▶ _Texto da página_
____________
1. Mensagem de António Paiva, ex-Sold Cond no HM 241 de Bissau, 1968/70, com data de 15 de Dezembro de 2008:
Caro Carlos
Ter sido condutor no HM 241 tinha, por circunstâncias do momento, variações de serviços.
Num domingo, vinha eu da caserna para a cantina, sou apanhado pelo Tenente Teixeira da formação, que me diz:
- Ó pá, já que aí estás, vai lá com eles levar o lixo.
Boa, lá fui eu fazer um serviço que nunca tinha feito, pois eram os africanos assim como o condutor que o faziam, todos bons rapazes, o condutor, creio que por motivos familiares, não estava.
Peguei no Unimog 404, carregado de lixo e lá fui eu para destino desconhecido com mais quatro africanos. Próximo dos Adidos, virou-se à esquerda por um caminho ou estrada de terra que ali havia, a distância era longa, lá para o fim do mundo a meu ver, mas os meus companheiros de percurso sabiam onde era.
Chegados ao local, despejado o lixo, fez-se o monte característico daquilo que não presta.
____________
▶ _Conteúdo dos dados_
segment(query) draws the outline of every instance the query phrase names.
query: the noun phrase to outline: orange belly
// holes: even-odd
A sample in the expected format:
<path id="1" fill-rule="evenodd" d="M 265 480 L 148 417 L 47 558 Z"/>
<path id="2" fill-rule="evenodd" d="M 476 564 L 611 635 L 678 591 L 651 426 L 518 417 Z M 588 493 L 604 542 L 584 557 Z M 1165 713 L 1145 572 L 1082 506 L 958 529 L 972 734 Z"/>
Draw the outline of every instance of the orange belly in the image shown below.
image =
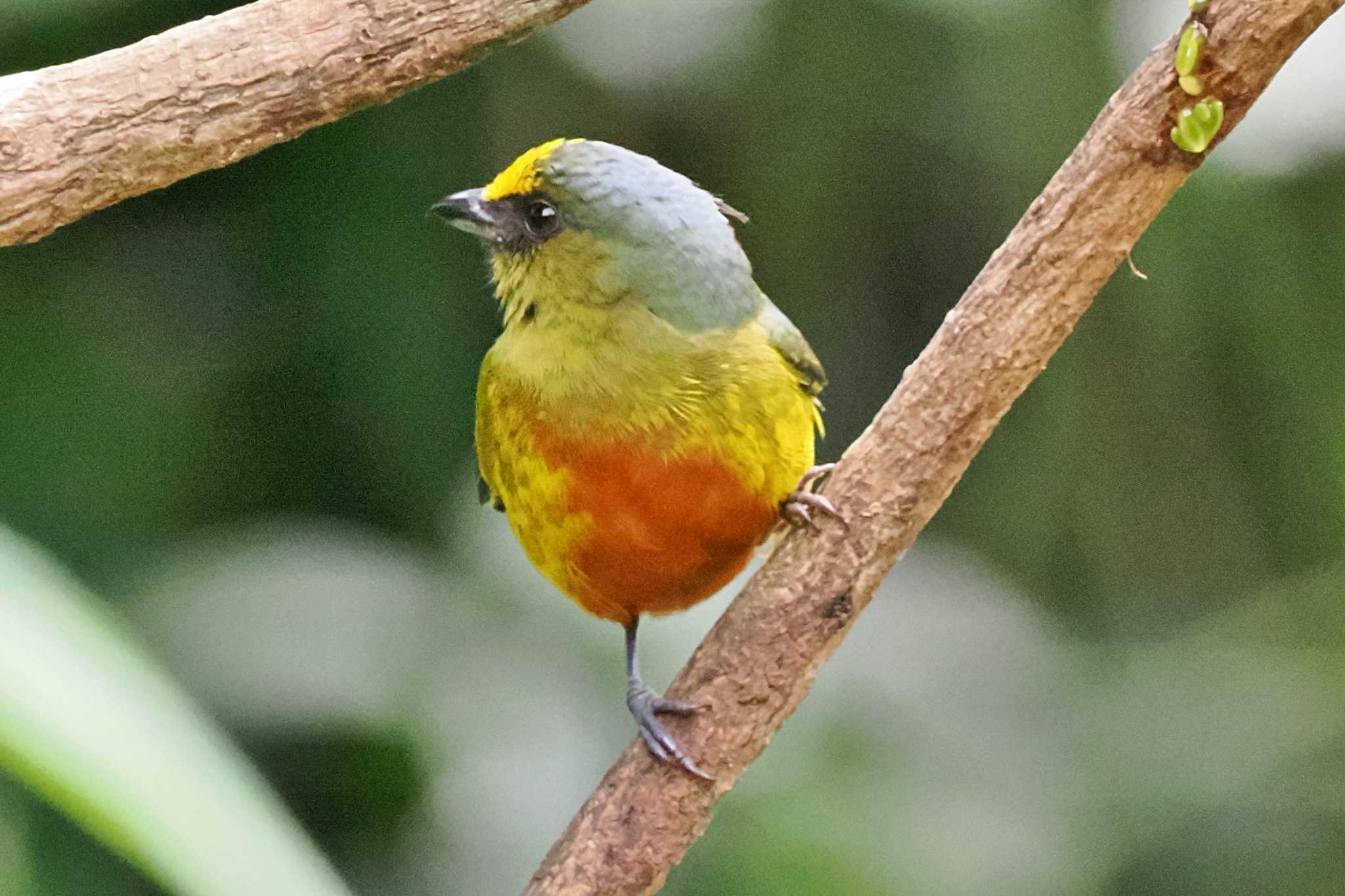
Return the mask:
<path id="1" fill-rule="evenodd" d="M 572 476 L 566 508 L 592 517 L 566 557 L 566 588 L 585 610 L 625 625 L 703 600 L 737 575 L 779 512 L 709 453 L 664 458 L 656 446 L 537 438 Z"/>

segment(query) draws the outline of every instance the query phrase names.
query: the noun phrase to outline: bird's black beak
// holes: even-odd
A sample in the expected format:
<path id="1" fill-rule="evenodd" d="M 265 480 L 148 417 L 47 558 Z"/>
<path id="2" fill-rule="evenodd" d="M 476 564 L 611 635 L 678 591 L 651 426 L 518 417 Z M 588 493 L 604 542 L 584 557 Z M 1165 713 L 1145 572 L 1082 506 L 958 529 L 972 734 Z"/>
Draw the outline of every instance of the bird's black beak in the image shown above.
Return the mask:
<path id="1" fill-rule="evenodd" d="M 491 203 L 482 199 L 482 191 L 464 189 L 445 196 L 430 206 L 430 212 L 452 227 L 476 234 L 482 239 L 499 239 L 500 222 L 491 214 Z"/>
____________
▶ _Tarefas_
A - No relato sobre o serviço do lixo no HM 241, porque é que quem escreve nunca tinha feito esse serviço? Responda em uma a três frases.
B - Prossiga o relato sobre o serviço do lixo no HM 241 a partir do ponto onde o texto termina.
Os registos constituem material à parte, sem ligação ao texto da página.

▶ _Respostas esperadas_
A - Quem escreve nunca o tinha feito porque esse serviço era habitualmente feito pelos africanos e pelo condutor destacado para ele. Nesse domingo o condutor não estava, e o Tenente Teixeira mandou quem escreve no lugar dele.

B -
Pensei que despejado o lixo me vinha embora, mas não, tinham por hábito meter o Unimog numa bolanha ali próxima para o lavarem, tinha de ser metido de marcha atrás até meio da caixa. Não estava muito convencido, pensei, estes gajos estão malucos, mas tanto insistiram, porque era assim que faziam, que eu acabei por ceder.
Feita a lavagem, meto-me nele para o tirar, vai começar o inferno:
Começo a tentar tirá-lo lentamente… mas quê, sob as rodas de trás começa o terreno a ceder e ele a ir mais para baixo, penso cá para mim, estes cabrões lixaram-me. Tento rotores… e nada, tenho água a chegar à cabina e eu dentro dela a olhar o céu sem ter de levantar a cabeça.
Aflito e descontrolado tento sair, com certas dificuldades consigo pôr os pés em terra, logo lhes digo:
- Estão f..., enganaram-me, mas eu também os vou f…, agora metam-se dentro da bolanha e peguem nele às costas.
Gesticularam, resmungaram e não sei que mais diziam.
Não digo que o fizessem por mal, mas porra, eu é que estava em jogo. Ainda lhes disse:
- Agora vão a pé até ao Hospital e tragam ajuda.
Claro que não iam, era longe como o caraças, pensei muito mal da minha situação, sem apoio, sem nenhuma comunicação e perdido no deserto…, só me restava um milagre vindo do céu.
Passou tempo e o tempo não mais findava.
Olha, começamos aos saltos e a gesticular com os braços, o helicóptero vinha do lado de Bissau para a Base, bem alto lá longe.
- O gajo não nos vê, estamos feitos.
Mentira, vimo-lo virar à esquerda na nossa direcção, deu a volta e foi para a base.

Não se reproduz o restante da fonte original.